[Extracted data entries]

============================================================

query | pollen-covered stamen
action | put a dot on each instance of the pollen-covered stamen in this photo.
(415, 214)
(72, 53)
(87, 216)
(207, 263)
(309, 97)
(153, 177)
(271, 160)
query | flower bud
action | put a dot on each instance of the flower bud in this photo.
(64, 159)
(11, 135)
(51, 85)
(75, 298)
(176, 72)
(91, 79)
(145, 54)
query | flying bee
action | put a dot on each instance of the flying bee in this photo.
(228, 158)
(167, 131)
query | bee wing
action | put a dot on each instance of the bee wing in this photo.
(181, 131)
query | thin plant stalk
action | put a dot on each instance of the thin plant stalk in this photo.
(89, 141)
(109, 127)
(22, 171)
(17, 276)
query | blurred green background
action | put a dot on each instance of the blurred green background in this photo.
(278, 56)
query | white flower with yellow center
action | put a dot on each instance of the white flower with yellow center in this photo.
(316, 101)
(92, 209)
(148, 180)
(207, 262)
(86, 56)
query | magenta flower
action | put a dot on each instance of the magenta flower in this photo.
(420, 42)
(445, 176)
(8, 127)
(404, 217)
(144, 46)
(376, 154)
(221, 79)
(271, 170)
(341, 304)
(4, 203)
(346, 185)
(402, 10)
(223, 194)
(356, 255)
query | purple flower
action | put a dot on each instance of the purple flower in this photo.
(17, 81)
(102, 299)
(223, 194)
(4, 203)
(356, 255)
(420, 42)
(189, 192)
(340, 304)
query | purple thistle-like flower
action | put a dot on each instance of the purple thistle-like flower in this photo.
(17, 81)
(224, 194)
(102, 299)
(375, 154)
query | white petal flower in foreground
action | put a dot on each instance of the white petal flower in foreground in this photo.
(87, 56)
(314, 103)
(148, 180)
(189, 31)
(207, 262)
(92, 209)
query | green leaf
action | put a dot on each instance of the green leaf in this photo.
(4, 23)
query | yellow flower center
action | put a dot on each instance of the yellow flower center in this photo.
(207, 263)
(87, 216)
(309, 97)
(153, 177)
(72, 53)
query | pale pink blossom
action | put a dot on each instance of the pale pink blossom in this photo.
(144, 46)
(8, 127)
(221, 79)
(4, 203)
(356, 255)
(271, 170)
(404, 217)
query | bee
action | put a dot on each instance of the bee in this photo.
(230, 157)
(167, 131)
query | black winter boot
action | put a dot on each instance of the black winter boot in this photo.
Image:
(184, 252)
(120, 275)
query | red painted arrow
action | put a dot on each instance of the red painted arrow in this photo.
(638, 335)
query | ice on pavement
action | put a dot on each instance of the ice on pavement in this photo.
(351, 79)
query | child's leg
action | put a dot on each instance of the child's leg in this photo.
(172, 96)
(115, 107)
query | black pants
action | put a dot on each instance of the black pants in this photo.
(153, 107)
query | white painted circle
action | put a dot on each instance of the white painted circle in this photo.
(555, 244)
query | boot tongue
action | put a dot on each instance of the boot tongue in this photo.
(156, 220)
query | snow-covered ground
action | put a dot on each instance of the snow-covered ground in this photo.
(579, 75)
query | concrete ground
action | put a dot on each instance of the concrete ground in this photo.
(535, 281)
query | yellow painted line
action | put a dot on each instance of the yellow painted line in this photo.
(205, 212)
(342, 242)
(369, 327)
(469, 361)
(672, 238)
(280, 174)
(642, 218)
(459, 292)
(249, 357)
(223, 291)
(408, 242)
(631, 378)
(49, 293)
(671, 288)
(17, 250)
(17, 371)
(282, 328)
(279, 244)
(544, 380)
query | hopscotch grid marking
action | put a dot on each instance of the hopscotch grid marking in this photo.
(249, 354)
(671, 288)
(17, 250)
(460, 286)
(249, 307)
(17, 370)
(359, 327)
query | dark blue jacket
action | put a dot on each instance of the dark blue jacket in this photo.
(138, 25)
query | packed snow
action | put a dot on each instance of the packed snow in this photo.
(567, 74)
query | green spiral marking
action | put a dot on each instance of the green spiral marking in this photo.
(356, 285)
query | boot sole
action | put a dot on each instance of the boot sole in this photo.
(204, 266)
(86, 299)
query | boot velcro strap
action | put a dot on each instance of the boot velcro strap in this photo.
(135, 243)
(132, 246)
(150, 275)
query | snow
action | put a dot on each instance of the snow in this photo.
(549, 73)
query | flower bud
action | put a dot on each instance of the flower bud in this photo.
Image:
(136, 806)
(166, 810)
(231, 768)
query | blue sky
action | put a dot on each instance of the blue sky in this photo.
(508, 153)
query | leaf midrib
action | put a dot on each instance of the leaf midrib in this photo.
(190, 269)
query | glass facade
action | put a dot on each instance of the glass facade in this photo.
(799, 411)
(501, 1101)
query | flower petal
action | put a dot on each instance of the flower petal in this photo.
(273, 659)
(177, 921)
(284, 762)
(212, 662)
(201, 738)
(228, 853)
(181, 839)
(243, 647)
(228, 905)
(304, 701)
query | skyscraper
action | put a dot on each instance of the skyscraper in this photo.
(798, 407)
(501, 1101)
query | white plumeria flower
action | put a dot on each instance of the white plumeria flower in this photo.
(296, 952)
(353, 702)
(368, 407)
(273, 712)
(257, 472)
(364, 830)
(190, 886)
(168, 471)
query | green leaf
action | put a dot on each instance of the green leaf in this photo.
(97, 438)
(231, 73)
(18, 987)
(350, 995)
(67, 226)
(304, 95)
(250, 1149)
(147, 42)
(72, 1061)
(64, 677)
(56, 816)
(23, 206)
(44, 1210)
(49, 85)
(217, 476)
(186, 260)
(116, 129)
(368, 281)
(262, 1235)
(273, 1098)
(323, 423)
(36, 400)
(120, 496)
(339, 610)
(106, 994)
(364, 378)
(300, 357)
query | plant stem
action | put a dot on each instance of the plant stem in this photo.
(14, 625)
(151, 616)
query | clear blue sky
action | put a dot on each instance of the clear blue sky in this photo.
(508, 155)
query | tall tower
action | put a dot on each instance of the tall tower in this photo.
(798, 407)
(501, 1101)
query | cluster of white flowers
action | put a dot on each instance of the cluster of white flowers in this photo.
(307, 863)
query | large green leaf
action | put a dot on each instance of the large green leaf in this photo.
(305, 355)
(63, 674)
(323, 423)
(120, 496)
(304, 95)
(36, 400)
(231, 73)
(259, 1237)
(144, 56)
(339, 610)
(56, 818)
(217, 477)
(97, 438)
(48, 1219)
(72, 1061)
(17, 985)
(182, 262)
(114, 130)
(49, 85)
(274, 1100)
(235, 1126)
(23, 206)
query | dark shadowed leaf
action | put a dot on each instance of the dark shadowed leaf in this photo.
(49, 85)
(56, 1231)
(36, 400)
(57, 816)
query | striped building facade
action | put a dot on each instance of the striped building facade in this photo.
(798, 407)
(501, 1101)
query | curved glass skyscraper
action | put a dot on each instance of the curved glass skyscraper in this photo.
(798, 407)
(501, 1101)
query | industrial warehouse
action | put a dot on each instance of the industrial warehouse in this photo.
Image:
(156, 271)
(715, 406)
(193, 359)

============================================================

*TASK DETAILS*.
Print, exactly and only, the lines running from the one with "action | put a dot on each instance of the curved" to the end of the data above.

*TASK ANSWER*.
action | put a dot on each instance of the curved glass skyscraper in this photo.
(798, 407)
(501, 1101)
query | industrial warehouse
action | put a dot on each instance of the industrial warehouse in this photo.
Image:
(156, 271)
(715, 406)
(193, 359)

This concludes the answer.